Retype exactly the stretch of lines that begins at the line containing "Note: in this drill the class marks the drain" and ends at the last line of the data, with no other lines.

*** Records for this task

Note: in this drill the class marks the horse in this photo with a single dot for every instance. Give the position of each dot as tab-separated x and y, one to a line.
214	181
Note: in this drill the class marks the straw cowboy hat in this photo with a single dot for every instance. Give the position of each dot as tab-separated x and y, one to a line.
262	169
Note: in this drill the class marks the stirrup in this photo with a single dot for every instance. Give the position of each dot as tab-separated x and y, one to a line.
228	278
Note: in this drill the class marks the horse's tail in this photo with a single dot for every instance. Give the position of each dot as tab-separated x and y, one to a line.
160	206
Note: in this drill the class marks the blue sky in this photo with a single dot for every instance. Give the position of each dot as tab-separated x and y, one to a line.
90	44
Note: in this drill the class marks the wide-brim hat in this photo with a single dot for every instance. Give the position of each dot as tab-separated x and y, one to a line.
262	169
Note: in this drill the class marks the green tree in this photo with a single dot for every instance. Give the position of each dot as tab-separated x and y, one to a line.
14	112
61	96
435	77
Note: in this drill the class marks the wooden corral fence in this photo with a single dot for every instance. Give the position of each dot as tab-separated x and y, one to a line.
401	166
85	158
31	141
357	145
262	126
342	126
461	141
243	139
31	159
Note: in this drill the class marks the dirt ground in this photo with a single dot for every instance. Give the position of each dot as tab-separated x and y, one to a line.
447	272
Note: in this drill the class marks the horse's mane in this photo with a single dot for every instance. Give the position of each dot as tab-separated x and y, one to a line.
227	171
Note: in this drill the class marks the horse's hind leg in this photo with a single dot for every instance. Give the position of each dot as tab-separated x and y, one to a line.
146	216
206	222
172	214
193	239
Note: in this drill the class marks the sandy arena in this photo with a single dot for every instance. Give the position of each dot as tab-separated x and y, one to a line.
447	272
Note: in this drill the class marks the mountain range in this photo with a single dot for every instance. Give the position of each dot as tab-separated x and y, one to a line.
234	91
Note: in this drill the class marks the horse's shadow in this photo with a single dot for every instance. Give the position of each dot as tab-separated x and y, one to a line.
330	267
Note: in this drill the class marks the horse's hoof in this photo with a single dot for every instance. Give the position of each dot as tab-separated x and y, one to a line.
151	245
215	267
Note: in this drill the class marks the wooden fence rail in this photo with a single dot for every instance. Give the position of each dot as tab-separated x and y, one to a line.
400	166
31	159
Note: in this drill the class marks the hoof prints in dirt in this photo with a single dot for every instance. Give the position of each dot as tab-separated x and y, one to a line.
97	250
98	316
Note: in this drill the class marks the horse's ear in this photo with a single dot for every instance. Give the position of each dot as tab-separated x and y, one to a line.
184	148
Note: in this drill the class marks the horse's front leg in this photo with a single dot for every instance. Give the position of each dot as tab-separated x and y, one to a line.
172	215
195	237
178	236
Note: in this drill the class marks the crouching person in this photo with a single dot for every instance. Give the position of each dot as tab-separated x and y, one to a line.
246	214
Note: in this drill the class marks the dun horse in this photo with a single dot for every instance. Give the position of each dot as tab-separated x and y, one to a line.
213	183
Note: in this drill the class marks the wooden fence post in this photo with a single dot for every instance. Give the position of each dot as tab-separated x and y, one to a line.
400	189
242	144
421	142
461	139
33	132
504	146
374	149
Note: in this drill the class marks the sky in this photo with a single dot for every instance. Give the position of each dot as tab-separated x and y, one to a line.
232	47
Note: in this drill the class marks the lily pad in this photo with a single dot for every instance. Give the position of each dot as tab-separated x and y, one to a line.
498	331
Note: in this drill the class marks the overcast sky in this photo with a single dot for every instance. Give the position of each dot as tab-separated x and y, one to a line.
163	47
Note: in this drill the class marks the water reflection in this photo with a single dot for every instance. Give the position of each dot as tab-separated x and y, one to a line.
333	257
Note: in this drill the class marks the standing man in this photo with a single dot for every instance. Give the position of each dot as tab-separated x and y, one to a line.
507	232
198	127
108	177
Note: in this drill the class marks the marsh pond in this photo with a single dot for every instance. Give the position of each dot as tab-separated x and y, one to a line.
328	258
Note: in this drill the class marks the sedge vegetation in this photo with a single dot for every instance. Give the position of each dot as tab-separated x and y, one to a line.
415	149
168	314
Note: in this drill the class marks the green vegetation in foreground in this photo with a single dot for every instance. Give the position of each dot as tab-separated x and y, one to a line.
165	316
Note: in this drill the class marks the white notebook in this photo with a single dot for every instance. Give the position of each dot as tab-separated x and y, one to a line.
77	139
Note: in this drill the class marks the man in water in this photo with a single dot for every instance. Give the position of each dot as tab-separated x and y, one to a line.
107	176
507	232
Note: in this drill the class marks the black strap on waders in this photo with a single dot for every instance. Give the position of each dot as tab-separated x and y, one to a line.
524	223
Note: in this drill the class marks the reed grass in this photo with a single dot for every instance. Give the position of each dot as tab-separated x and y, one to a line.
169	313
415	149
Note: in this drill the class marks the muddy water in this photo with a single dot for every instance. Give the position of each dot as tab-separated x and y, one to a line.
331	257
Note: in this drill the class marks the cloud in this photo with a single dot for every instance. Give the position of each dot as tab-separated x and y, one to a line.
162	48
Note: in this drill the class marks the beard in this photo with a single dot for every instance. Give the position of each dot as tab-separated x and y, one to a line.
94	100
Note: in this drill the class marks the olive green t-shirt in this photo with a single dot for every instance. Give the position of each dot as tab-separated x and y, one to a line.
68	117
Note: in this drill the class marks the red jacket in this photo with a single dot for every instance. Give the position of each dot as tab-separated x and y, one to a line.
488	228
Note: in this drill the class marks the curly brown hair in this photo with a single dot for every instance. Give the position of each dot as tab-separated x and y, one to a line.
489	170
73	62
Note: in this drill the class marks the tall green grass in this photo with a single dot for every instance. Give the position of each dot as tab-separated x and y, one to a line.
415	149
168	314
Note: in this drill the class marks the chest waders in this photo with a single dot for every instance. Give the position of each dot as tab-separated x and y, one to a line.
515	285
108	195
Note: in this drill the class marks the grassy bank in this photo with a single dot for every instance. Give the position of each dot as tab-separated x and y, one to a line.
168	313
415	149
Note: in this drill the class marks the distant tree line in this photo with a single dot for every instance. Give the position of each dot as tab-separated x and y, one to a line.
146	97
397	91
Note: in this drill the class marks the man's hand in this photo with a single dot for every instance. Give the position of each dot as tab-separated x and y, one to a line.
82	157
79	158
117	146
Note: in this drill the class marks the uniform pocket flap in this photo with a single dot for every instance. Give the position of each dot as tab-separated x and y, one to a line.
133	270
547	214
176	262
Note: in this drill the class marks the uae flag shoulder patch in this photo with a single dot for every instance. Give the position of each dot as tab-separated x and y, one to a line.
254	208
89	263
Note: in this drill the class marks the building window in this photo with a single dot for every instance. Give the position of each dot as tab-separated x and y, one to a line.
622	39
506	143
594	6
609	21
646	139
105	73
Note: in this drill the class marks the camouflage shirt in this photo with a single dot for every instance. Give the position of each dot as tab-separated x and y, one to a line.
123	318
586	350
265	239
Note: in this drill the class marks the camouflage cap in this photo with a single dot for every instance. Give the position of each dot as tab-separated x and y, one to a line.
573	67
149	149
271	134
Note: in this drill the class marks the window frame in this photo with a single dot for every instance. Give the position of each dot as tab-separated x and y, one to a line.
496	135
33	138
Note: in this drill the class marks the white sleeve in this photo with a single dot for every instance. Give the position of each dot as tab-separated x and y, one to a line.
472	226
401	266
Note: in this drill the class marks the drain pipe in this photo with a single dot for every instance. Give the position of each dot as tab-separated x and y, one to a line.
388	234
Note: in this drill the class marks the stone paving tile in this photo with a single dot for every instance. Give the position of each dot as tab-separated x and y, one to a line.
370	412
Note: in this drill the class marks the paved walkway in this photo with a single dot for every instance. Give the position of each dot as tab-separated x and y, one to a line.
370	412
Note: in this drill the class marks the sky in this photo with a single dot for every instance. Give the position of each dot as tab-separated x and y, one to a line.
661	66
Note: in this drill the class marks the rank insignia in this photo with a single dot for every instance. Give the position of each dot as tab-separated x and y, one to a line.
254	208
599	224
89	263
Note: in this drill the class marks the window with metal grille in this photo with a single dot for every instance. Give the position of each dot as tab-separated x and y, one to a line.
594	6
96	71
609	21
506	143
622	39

******

_Answer to this exercise_
Note: in this drill the class marks the drain pipe in this photo with a single dot for every instance. Give the position of each dot as tab-separated x and y, one to a line.
388	234
Note: in this drill the class marks the stone paving tile in this photo with a single dot for every instance. Give the position of each dot as tab-separated x and y, one to a line.
370	412
Note: in this drill the class marks the paved walkway in this photo with a single dot for every instance. Give the position of each dot as tab-separated x and y, one to a line.
370	412
Note: in this drill the class marks the sky in this photo with a single dot for every instance. Give the position of each dot as tab-separated x and y, one to a line.
661	66
Note: in this drill the class marks the rank insignia in this photo with a single dot for every instance. Give the position of each dot as tab-separated x and y, one to a line.
254	208
599	224
89	263
Note: in this drill the class marks the window with metal grille in this photo with a single dot for every instance. Give the position of each dot as tab-separated x and y, one to a line.
594	6
96	71
609	21
506	143
622	39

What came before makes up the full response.